Required action 1. In the reviews of the book on modern madness, which university is Jonathan Sperber listed with?
Required action 2. Please copy the part of the reviews of the book on modern madness starting with "Revue de presse" and going on through "modern insanity. (Isabel V. Hull, German History 18,3.)".
━━━━━ Extract ━━━━━
Revue de presse
Goldberg is equally good at showing how patients tried to overcome the immense power gradient between them and the doctors, and how their efforts so often succeeded only in confirming a diagnosis of insanity. (Isabel V. Hull, German History 18,3.)
One of Goldberg's most important accomplishments is to restore religion to its central place in the development of modern insanity. (Isabel V. Hull, German History 18,3.)
Ann Goldberg has written an excellent social histor of madness in the first decades of the modern insane asylum ... a sensitive micro-study. (Isabel V. Hull, German History, 18,3.)
"Goldberg's rigorous, penetrating, and suggestive investigation of social values and the development of psychiatric practices in Vormaerz Germany offers more than just fascinating glimpses of life in and around a typical asylum....Lucid text, detailed citations, and comprehensive bibliography. Highly recommended."--Choice
"Goldberg's remarkable study of mental illness in early nineteenth-century Germany places the phenomenon of insanity squarely within the context of a late absolutist regime and a crisis-ridden, impoverished social and economic order. Her account of the gendered structuring of madness, its bureaucratic politics, and its connections to religious enthusiasm and religious prejudice offers an unexpected but extraordinarily illuminating insight into state and society in Germany before the revolution of 1848."--Jonathan Sperber, University of Missouri
"Goldberg's enterprise is an original and long-missed contribution to the social and cultural history of madness in the first half of the nineteenth century. Her work provides at the same time valuable insights into the broader field of the history of peasant culture and social experience, especially in the rural world of Nassau. The strength of Goldberg's work is an outstanding and sensitive interpretation of the individual's experience of madness as a language of distress and dissent in rural lower-class culture that was shaped by gender and ethnicity."--Doris Kaufmann, Max Planck Institute for the History of Science, Berlin
"Ann Goldberg's new book opens a challenging new dimension of nineteenth-century German social history. We've had histories of asylums and medicalization in other national fields for some years, likewise a profusion of works on the formation of Germany's bourgeois culture. There is even the kernel of a literature on early nineteenth-century German rural society. Now Goldberg has beautifully brought together these concerns. This fascinating exploration of sexualities, religion, and the modern pedagogies of order takes us to the frontier of bourgeois culture and rural society, where ordinary people learned how to be ill. This is a 'micro' history that compels the 'macro' to listen."--Geoff Eley, The University of Michigan
Présentation de l'éditeur
Drawing on the case records of several hundred asylum patients, Sex, Religion, and the Making of Modern Madness reconstructs the encounters of state officials and medical practitioners with peasant madness and deviancy during a transitional period in the history of both Germany and psychiatry. As author Ann Goldberg explains, this era witnessed the establishment of psychiatry as a legitimate medical specialty during a time of social upheaval, as Germany underwent the shift toward a capitalist order and the modern state. Focusing on such "illnesses" as religious madness, nymphomania, and masturbatory insanity, as well as the construct of Jewishness, she probes the daily encounters in which psychiatric categories were applied, experienced, and resisted within the settings of family, village, and insane asylum.
━━━━━ Provided data ━━━━━
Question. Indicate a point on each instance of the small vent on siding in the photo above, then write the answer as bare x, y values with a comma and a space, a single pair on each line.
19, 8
━━━━━
Written reply 1. The University of Missouri.

Written reply 2.
Revue de presse
Goldberg is equally good at showing how patients tried to overcome the immense power gradient between them and the doctors, and how their efforts so often succeeded only in confirming a diagnosis of insanity. (Isabel V. Hull, German History 18,3.)
One of Goldberg's most important accomplishments is to restore religion to its central place in the development of modern insanity. (Isabel V. Hull, German History 18,3.)